# START OF Data shown
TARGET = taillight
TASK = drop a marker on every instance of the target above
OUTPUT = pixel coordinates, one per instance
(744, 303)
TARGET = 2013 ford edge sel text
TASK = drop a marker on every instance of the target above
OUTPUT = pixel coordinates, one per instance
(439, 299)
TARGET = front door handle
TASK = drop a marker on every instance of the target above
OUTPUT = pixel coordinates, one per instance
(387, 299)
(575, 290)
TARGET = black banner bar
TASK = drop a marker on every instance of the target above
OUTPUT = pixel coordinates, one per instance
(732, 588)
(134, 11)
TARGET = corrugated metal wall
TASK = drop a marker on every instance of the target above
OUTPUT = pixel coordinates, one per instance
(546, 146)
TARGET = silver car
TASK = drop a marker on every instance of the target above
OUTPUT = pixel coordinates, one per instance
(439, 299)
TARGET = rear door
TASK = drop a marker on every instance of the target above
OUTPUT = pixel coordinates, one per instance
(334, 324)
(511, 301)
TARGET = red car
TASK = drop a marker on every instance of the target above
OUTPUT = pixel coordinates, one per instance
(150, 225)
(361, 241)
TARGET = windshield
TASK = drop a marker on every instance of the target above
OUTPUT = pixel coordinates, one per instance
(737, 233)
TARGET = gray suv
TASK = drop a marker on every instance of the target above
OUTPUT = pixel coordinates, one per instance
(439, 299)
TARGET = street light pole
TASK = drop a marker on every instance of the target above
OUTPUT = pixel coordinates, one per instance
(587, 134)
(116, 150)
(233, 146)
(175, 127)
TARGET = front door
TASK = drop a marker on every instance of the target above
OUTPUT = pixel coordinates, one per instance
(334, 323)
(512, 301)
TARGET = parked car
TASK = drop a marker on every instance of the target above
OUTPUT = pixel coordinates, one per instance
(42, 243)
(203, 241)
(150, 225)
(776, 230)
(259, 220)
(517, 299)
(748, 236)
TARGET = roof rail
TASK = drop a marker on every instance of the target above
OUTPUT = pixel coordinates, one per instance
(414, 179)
# END OF Data shown
_Exercise objective:_
Please output the data above as a Markdown table with the columns "No." and "Line," one row per line, skipping any blank lines.

_Result:_
| No. | Line |
|---|---|
| 1 | TARGET = taillight |
| 2 | TASK = drop a marker on every instance of the target above |
| 3 | OUTPUT = pixel coordinates, one per instance |
| 4 | (744, 303) |
| 5 | TARGET = 2013 ford edge sel text |
| 6 | TASK = drop a marker on every instance of the target above |
| 7 | OUTPUT = pixel coordinates, one per instance |
| 8 | (439, 299) |
| 9 | TARGET = front door handle |
| 10 | TASK = drop a marker on every instance of the target above |
| 11 | OUTPUT = pixel coordinates, one per instance |
| 12 | (387, 299) |
| 13 | (575, 290) |
| 14 | TARGET = black banner bar |
| 15 | TASK = drop a marker on every instance of the target above |
| 16 | OUTPUT = pixel coordinates, one per instance |
| 17 | (732, 588) |
| 18 | (134, 11) |
| 19 | TARGET = corrugated metal wall |
| 20 | TASK = drop a marker on every instance of the target above |
| 21 | OUTPUT = pixel coordinates, one per instance |
| 22 | (546, 146) |
| 23 | TARGET = silver car |
| 24 | TASK = drop a marker on every instance of the target above |
| 25 | OUTPUT = pixel coordinates, one per instance |
| 26 | (439, 299) |
| 27 | TARGET = rear door |
| 28 | TASK = drop a marker on every instance of the target above |
| 29 | OUTPUT = pixel coordinates, one per instance |
| 30 | (334, 324) |
| 31 | (511, 301) |
| 32 | TARGET = red car |
| 33 | TASK = drop a marker on every instance of the target above |
| 34 | OUTPUT = pixel coordinates, one per instance |
| 35 | (150, 225) |
| 36 | (361, 241) |
| 37 | TARGET = windshield |
| 38 | TASK = drop a marker on every instance of the target above |
| 39 | OUTPUT = pixel coordinates, one per instance |
| 40 | (737, 233) |
| 41 | TARGET = gray suv |
| 42 | TASK = drop a marker on every instance of the target above |
| 43 | OUTPUT = pixel coordinates, one per instance |
| 44 | (439, 299) |
| 45 | TARGET = street light pole |
| 46 | TASK = drop a marker on every instance of the target above |
| 47 | OUTPUT = pixel coordinates, one per instance |
| 48 | (587, 134) |
| 49 | (116, 150) |
| 50 | (233, 146) |
| 51 | (175, 127) |
| 52 | TARGET = front door |
| 53 | TASK = drop a marker on every instance of the target above |
| 54 | OUTPUT = pixel coordinates, one per instance |
| 55 | (334, 323) |
| 56 | (512, 301) |
| 57 | TARGET = parked car |
| 58 | TASK = drop a marker on every instance of the target above |
| 59 | OUTPUT = pixel coordinates, one per instance |
| 60 | (42, 243) |
| 61 | (203, 241) |
| 62 | (150, 225) |
| 63 | (776, 230) |
| 64 | (259, 220) |
| 65 | (517, 299) |
| 66 | (748, 236) |
| 67 | TARGET = roof rail |
| 68 | TASK = drop a marker on every instance of the target above |
| 69 | OUTPUT = pixel coordinates, one per instance |
| 70 | (414, 179) |